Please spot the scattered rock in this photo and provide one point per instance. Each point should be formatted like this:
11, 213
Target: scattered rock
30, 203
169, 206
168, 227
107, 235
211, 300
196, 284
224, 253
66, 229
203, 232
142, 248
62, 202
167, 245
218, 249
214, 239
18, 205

What you need to do:
Copy every row above line for line, without changing anything.

Written answer:
Please spot the scattered rock in this photo and provide one point per instance. Each point should be formatted like this:
11, 213
Target: scattered rock
30, 203
169, 206
168, 227
107, 235
211, 300
196, 284
224, 253
66, 229
203, 232
142, 248
62, 202
167, 245
218, 249
214, 239
18, 205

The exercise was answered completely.